Stored data entries

*** Block opens ***

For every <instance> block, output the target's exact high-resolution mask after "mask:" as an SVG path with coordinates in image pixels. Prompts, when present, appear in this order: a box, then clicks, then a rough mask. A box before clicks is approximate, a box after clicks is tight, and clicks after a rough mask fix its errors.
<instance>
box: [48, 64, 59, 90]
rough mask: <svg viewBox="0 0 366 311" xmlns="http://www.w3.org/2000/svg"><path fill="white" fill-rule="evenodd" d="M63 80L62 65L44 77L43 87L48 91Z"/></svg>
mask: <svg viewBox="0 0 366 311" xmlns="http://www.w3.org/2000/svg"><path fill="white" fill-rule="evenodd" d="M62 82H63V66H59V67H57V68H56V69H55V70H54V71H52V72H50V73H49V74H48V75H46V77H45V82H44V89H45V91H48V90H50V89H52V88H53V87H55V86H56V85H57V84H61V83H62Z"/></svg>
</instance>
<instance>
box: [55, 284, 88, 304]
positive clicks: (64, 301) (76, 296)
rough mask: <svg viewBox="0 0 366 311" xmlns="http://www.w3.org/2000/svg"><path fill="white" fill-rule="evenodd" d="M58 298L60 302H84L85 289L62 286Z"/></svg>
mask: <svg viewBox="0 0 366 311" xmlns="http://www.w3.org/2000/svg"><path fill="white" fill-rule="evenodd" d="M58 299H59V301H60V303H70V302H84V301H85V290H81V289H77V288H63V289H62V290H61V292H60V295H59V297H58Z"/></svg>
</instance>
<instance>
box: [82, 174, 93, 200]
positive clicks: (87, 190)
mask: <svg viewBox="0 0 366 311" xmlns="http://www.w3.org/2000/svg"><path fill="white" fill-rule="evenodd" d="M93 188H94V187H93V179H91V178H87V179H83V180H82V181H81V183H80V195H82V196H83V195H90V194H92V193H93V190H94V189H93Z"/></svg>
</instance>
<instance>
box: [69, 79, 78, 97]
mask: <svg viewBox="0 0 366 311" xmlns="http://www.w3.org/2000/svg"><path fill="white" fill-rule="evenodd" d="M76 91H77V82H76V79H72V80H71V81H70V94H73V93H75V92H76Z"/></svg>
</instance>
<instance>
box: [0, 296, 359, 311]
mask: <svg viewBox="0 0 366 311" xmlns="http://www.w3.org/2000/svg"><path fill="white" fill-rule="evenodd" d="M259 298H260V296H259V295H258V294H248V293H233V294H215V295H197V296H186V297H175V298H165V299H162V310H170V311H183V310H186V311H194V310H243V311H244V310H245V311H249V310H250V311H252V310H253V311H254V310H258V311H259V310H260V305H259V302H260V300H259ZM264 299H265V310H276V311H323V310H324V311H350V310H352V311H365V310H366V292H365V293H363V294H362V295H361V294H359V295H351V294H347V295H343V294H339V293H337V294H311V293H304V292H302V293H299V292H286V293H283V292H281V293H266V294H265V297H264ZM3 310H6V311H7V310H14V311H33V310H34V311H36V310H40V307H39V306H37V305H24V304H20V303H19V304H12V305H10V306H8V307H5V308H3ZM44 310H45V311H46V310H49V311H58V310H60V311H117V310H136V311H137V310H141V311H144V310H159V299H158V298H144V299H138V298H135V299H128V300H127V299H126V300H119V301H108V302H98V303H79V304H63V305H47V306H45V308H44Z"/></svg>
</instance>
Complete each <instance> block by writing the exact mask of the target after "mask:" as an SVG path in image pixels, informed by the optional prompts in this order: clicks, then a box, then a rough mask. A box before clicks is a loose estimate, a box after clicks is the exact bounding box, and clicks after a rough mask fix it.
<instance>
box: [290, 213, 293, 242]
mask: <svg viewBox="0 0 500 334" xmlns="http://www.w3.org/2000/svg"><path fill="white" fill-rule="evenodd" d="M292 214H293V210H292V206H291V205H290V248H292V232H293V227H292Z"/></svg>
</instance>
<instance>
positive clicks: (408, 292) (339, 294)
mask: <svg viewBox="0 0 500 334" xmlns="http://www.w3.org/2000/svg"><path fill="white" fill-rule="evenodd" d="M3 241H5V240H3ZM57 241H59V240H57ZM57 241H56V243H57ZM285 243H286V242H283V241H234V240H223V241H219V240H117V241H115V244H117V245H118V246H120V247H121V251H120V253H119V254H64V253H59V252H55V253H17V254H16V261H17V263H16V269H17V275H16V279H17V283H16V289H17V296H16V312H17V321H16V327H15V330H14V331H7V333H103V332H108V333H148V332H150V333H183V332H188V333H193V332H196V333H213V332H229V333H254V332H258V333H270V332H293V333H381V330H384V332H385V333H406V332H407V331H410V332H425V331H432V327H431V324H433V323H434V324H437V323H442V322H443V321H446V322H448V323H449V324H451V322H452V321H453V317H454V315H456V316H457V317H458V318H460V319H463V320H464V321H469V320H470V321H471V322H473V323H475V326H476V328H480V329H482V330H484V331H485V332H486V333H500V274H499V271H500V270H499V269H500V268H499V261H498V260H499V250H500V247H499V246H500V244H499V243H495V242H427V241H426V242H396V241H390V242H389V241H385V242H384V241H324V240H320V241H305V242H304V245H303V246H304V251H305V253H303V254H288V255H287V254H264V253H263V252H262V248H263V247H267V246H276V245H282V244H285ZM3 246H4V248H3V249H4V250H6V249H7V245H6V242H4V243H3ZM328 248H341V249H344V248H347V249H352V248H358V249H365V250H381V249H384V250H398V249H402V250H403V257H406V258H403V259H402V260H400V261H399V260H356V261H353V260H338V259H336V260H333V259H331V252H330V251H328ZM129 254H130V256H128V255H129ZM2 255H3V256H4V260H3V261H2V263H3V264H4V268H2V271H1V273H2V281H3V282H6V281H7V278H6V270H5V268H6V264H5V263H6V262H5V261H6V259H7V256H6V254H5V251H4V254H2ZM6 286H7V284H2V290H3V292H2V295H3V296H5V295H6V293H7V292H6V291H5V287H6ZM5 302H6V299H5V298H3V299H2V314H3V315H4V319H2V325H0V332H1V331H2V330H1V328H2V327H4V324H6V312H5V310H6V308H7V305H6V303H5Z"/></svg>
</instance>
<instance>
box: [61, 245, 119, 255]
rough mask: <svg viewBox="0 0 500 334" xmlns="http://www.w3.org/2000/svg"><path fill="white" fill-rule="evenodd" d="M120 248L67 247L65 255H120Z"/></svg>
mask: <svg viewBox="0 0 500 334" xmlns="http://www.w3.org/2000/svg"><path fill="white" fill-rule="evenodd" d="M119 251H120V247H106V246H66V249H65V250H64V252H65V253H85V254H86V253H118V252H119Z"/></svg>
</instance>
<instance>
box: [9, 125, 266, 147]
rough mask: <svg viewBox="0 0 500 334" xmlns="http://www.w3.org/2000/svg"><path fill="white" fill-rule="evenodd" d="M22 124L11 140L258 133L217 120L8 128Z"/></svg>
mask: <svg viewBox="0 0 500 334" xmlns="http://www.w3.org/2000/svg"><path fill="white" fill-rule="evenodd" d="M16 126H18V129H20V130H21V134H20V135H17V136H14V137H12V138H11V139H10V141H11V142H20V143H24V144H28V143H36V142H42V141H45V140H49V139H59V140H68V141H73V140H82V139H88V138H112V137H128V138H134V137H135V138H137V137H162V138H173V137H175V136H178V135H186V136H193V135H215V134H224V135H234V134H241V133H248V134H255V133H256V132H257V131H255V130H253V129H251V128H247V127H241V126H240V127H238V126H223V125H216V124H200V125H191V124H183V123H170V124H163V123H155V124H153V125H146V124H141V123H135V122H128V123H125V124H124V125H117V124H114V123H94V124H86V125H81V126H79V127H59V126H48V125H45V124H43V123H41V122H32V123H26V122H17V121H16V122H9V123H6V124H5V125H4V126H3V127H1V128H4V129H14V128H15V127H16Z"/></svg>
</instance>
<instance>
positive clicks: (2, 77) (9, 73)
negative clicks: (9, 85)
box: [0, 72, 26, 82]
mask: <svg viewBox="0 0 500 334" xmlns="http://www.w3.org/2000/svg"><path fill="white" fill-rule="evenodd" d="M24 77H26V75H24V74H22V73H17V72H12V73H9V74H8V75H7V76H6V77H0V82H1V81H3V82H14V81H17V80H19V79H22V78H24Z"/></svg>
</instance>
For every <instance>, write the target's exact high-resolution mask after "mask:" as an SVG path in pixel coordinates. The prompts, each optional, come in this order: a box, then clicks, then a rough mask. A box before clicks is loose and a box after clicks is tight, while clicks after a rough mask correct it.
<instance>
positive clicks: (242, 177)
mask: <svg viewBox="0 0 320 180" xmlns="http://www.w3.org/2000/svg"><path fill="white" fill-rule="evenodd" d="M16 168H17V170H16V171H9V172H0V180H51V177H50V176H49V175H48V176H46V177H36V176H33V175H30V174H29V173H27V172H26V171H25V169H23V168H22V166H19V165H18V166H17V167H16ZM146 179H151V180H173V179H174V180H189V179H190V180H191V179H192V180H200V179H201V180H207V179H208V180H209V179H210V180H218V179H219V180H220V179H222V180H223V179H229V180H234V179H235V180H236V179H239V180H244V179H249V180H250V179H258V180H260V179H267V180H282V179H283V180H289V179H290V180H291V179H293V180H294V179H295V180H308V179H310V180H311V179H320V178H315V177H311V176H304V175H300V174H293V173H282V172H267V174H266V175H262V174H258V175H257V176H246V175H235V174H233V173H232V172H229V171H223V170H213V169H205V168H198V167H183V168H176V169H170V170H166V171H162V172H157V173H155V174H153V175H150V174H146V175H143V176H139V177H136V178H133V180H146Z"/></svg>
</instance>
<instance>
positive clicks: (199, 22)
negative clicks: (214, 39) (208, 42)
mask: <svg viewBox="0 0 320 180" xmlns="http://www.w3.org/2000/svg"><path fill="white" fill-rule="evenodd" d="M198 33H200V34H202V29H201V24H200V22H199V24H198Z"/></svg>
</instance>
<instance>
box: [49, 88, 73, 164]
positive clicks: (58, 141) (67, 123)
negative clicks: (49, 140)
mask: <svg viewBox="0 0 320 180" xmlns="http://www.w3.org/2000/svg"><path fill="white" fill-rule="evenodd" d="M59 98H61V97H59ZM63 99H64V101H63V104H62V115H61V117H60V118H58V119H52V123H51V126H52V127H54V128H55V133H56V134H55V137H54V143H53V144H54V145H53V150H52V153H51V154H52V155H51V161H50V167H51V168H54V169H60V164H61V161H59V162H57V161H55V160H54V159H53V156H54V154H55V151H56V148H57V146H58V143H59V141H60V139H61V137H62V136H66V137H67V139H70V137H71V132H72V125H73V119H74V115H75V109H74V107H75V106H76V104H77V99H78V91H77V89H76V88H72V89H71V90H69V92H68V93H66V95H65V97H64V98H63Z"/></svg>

*** Block closes ***

◆ **PROBLEM**
Would you report every line of the entries above containing the word "exact"?

◆ **RESPONSE BELOW**
For every <instance> block, output the target's exact high-resolution mask after "mask:" as an SVG path with coordinates in image pixels. Prompts, when present, appear in this order: a box, then clicks, then a rough mask. A box before clicks is approximate, a box after clicks is tight, and clicks after a rough mask fix its errors.
Complete each <instance> block by writing the exact mask of the target after "mask:" as an SVG path in image pixels, informed by the optional prompts in this order: clicks, then a box, then a rough mask. A box before clicks is a loose estimate, a box after clicks is the exact bounding box, and clicks after a rough mask fix it.
For every <instance>, write the target's exact high-resolution mask after "mask:" as an SVG path in pixel coordinates. The prompts, each optional, come in this order: a box, then clicks, then a rough mask. A box before clicks is loose and a box after clicks is tight, while clicks after a rough mask correct it.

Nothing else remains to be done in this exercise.